(KUTIPAN DOKUMEN):
----------

Oleh: Dian Dwi Kusuma Astuti, S.H.
Tanah merupakan hal yang sangat penting bagi kehidupan manusia, karena sejak lahir sampai mati kita memerlukan tanah. Apalagi tersedianya tanah sangatlah terbatas sedangkan permintaan tanah semakin meningkat sesuai dengan laju pertambahan penduduk. banyak faktor penyebab ketersediaan tanah semakin menipis, faktor kelalaian manusia dalam mengesampingkan pelestarian tanah lah yang berdampak besar bagi ketersediaan tanah.
Kebutuhan tanah yang semakin meningkat dapat dipengaruhi oleh adanya Badan Hukum Asing di Indonesia, hadirnya Badan Hukum Asing di Indonesia bertujuan untuk melakukan investasi, menjadi konsultan pembangunan dan sebagai duta atau perwakilan negara asing di Indonesia. Tingginya permintaan tanah bagi Badan Hukum Asing di Indonesia tentunya memunculkan persoalan yaitu bagaimana kedudukan Badan Hukum Asing dalam pemilikan tanah di Indonesia.
Pengertian Badan Hukum
Menurut ahli hukum R.Subekti badan hukum diartikan sebagai:
“Badan hukum adalah suatu badan atau perkumpulan yang dapat memiliki hak-hak dan melakukan perbuatan seperti seorang manusia, serta memiliki kekayaan sendiri, dapat digugat atau menggugat di depan hakim.”
Berdasarkan dari pengertian tersebut dapat disimpulkan bahwa, badan hukum adalah sesuatu yang dianggap sama dengan manusia, sehingga dapat melakukan perjanjian, memiliki kekayaan, melakukan gugatan, dapat digugat. Perbedaannya dengan manusia adalah badan hukum tidak dapat melakukan perkawinan dan tidak dapat dipenjara. Tetapi badan hukumdapat dikenai hukuman denda atau administrasi.

----------

(DATA YANG DIBERIKAN):
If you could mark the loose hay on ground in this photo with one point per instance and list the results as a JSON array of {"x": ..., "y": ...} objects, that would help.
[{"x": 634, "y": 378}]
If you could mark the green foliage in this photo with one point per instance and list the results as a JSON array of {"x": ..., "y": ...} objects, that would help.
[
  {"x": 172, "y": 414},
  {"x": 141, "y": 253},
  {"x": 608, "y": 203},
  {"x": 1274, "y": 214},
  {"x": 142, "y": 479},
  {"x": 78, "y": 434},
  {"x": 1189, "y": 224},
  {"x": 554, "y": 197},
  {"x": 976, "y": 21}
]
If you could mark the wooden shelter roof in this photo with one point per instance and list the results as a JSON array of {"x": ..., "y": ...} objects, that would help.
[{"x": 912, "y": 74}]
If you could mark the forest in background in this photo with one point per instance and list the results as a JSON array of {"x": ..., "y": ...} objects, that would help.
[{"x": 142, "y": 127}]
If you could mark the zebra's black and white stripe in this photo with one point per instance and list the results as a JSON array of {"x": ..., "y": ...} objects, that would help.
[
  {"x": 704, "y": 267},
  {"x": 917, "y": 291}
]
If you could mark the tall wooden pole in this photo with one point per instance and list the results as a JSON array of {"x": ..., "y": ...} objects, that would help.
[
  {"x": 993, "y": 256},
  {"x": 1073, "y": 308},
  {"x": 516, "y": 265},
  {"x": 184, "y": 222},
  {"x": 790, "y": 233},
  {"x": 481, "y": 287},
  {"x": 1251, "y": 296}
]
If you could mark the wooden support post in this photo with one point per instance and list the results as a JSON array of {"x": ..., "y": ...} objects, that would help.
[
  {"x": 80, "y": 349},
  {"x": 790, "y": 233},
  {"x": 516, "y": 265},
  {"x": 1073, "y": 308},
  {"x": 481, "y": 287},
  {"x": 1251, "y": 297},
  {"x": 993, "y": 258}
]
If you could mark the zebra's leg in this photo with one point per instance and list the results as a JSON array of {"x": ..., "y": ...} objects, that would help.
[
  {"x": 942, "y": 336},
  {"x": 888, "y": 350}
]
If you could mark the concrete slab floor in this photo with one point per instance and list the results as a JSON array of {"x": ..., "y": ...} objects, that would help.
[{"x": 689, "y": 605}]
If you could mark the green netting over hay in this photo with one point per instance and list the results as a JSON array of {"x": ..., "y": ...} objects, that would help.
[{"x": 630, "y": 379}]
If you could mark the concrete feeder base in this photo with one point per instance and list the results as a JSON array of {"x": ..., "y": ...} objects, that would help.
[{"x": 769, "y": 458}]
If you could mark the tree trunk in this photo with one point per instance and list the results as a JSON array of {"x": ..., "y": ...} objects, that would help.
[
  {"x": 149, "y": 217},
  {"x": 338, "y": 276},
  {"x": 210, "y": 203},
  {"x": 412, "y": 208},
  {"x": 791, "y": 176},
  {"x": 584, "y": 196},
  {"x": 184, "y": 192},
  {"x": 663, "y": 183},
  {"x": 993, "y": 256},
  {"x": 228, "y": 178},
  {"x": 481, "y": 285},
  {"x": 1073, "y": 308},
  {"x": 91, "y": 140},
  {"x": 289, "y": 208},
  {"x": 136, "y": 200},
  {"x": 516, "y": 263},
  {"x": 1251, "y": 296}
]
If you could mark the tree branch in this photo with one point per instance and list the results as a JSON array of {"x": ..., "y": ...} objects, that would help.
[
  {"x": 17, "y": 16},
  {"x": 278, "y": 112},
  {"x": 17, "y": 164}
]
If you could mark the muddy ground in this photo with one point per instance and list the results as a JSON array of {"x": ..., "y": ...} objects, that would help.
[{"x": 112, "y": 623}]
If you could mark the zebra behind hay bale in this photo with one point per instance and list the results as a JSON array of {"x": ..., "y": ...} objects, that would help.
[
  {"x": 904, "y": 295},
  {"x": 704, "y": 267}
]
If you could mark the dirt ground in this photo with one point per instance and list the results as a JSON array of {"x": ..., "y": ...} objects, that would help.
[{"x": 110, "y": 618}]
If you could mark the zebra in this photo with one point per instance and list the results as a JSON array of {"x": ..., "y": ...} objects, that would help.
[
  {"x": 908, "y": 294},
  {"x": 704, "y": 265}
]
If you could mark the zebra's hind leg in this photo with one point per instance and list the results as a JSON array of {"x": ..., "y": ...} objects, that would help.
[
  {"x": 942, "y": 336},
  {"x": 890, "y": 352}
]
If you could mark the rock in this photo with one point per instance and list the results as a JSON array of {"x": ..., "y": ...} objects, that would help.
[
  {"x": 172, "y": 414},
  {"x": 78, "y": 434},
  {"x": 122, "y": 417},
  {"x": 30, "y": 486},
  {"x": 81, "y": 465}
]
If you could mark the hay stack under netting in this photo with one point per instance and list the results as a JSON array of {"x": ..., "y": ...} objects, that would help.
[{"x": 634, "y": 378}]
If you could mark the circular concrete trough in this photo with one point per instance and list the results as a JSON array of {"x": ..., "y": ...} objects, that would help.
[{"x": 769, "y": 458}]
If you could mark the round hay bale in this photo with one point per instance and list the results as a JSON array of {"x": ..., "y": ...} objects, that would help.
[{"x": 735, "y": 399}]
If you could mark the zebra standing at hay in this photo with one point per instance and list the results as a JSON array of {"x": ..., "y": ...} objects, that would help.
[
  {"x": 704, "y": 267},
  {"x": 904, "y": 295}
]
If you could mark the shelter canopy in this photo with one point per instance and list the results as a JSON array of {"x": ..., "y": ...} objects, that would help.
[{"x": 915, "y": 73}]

----------

(TUGAS):
[A] Tentukan apakah setiap pernyataan berikut sesuai dengan artikel tentang badan hukum asing dan pemilikan tanah. Jawab ya atau tidak, lalu kutip kata-kata artikel yang menentukannya. (i) Badan hukum dapat dipenjara. (ii) Salah satu tujuan kehadiran badan hukum asing di Indonesia adalah melakukan investasi. (iii) Permintaan tanah menurun seiring laju pertambahan penduduk.
[B] Tuliskan lanjutan artikel tentang badan hukum asing dan pemilikan tanah, dimulai setelah kalimat terakhir yang tersedia.

(JAWABAN LATIHAN):
[A]
(i) Tidak: "tidak dapat dipenjara".
(ii) Ya: "bertujuan untuk melakukan investasi".
(iii) Tidak: "permintaan tanah semakin meningkat sesuai dengan laju pertambahan penduduk".

[B]
Untuk dapat dikatakan sebagai Badan Hukum harus memenuhi beberapa unsur yaitu:
- Harus ada harta kekayaan terpisah dari kekayaan pribadi anggotanya.
- Harus ada kepentingan yang diakui dan dilindungi oleh hukum, dan kepentingan yang dilindungi itu harus bukan kepentingan satu orang atau beberapa orang saja.
- Meskipun kepentingan itu tidak terletak pada orang-orang tertentu, namun kepentingan itu harus stabil, artinya tak terikat pada suatu waktu yang pendek saja, tetapi untuk jangka waktu yang panjang.
- Harus dapat ditunjukkan suatu harta kekayaan yang tersendiri.
- Mempunyai tujuan tertentu.
- Mempunyai kepentingan sendiri.
- Adanya organisasi yang teratur.
Pembagian Badan Hukum di Indonesia
Pembagian badan hukum di Indonesia dapat digolongkan menurut macam-macamnya,
jenisnya dan sifatnya yaitu:
1. Menurut macam-macamnya.
Menurut landasan hukum di Indonesia, dikenal dua macam badan hukum yaitu (1) badan hukum orisinil (murni/asli), yaitu negara, dan (2) badan hukum yang tidak orisinil (tidak murni) yaitu badan-badan hukum yang berwujud sebagai perkumpulan berdasarkan ketentuan pasal 1653 KUHPerdata.
2. Menurut Jenisnya.
Pembagian badan hukum menurut jenisnya terbagi menjadi dua, yaitu (1) badan hukum publik, yaitu badan hukum yang diadakan dan diakui oleh kekuasaan umum atau pemerintahan, contohnya adalah negara termasuk didalamnya kotapraja atau pemerintah propinsi dan pemerintah kota dan kabupaten, Bank Indonesia dan lain-lain, (2) badan hukum perdata, yaitu badan-badan hukum yang terjadi atau didirikan atas pernyataan kehendak dari orang-perorangan, contohnya adalah Perseroan Terbatas, Koperasi dan Yayasan.
3. Menurut sifatnya
Pembagian menurut sifatnya terbagi menjadi dua, yaitu (1) Korporasi (corporatie) dan (2) Yayasan (stichting).
Kedudukan Badan Hukum Asing Dalam Undang-Undang Pokok Agraria Dan Hubungannya Dengan Pemilikan Tanah.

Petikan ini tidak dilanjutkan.